> [Task to carry out]: Write out the rows below again, from the first line through the line holding "[[[90,68],[76,63],[76,96],[68,97],[68,103],[90,99]]]", inclusive, and shift every answer coordinate by adding 8 to it. Leave the pictures out.

━━━━━ Data listing ━━━━━

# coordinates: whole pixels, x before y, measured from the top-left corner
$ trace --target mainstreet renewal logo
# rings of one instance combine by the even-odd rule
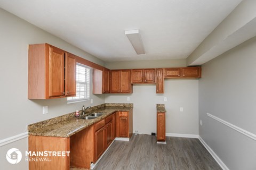
[[[69,157],[70,151],[26,151],[25,152],[25,160],[27,162],[50,162],[50,158],[52,157]],[[12,148],[7,151],[6,159],[12,164],[19,163],[22,158],[21,152],[17,148]]]
[[[21,152],[18,149],[12,148],[7,151],[6,159],[12,164],[19,163],[22,158]]]

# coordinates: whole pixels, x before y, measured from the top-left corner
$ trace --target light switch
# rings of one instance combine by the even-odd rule
[[[48,106],[43,106],[43,114],[48,113]]]

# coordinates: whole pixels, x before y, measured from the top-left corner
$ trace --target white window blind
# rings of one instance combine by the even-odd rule
[[[90,68],[76,63],[76,96],[68,97],[68,103],[90,99]]]

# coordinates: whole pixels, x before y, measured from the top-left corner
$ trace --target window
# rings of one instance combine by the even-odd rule
[[[68,103],[90,99],[90,68],[76,63],[76,96],[68,97]]]

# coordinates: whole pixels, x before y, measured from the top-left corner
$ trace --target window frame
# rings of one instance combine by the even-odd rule
[[[84,65],[84,64],[83,64],[82,63],[78,63],[77,62],[76,63],[76,67],[77,66],[82,66],[82,67],[85,67],[85,72],[87,72],[87,73],[85,73],[85,82],[79,82],[79,81],[77,81],[77,72],[76,71],[76,86],[77,86],[77,83],[79,83],[79,84],[85,84],[85,88],[86,89],[85,89],[84,90],[84,92],[85,93],[85,96],[87,96],[87,97],[86,98],[78,98],[78,99],[74,99],[74,98],[75,97],[76,97],[77,96],[76,96],[76,95],[77,95],[77,94],[78,92],[80,92],[81,91],[77,91],[77,88],[76,88],[76,96],[74,96],[74,97],[67,97],[67,103],[68,104],[70,104],[70,103],[77,103],[77,102],[81,102],[81,101],[87,101],[87,100],[89,100],[90,99],[90,92],[91,92],[91,67],[87,66],[87,65]],[[89,69],[89,70],[86,70],[86,69]],[[89,75],[89,78],[87,78]],[[87,87],[87,88],[86,88]],[[72,98],[72,99],[70,99],[70,98]]]

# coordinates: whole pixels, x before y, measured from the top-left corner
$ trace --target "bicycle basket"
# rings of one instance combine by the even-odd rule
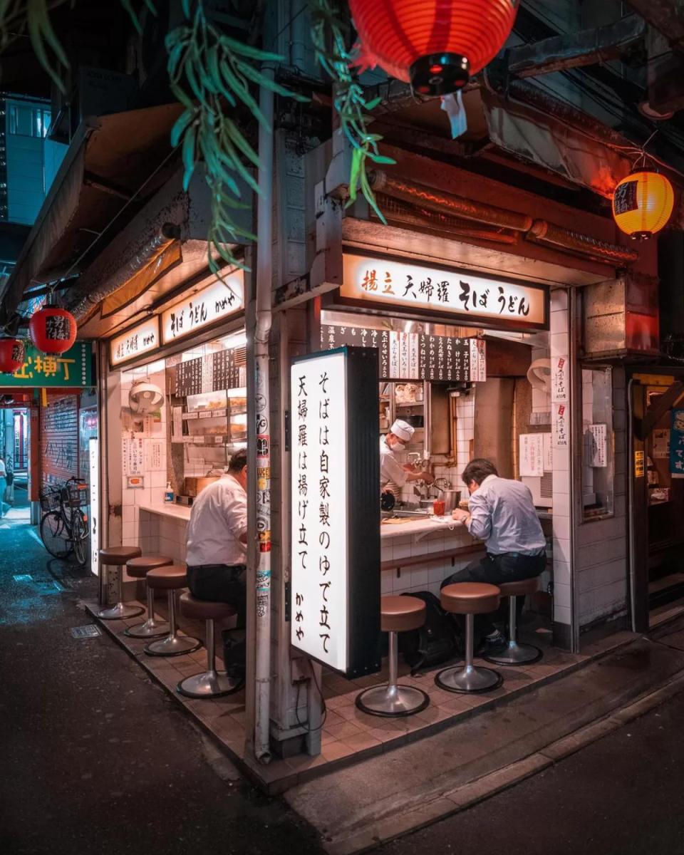
[[[87,484],[67,484],[62,492],[62,500],[68,508],[80,508],[91,500]]]
[[[40,510],[59,510],[60,505],[60,491],[55,487],[48,487],[46,490],[41,490],[39,492],[40,497]]]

━━━━━

> [Task answer]:
# coordinates: whole pixels, x before y, measured from the top-left corner
$ trace --target mainstreet renewal logo
# rings of one instance combine by the even-odd rule
[[[77,165],[78,159],[34,159],[33,160],[33,168],[35,170],[58,170],[58,166],[60,165]],[[20,156],[15,159],[14,167],[20,172],[27,171],[30,166],[29,160],[25,156]]]
[[[29,160],[26,157],[20,156],[15,159],[14,167],[20,172],[27,171],[30,166]]]

# coordinates: whole pixels, x before y, measured from the top-left corner
$ trace --target light switch
# rings of one instance combine by the even-odd rule
[[[56,114],[51,114],[51,122],[56,121]]]

# coordinates: whole pixels, x before y, measured from the top-left corner
$ trace --target white window blind
# rings of one instance combine by the even-odd rule
[[[98,76],[84,71],[84,104],[76,105],[76,111],[98,107]]]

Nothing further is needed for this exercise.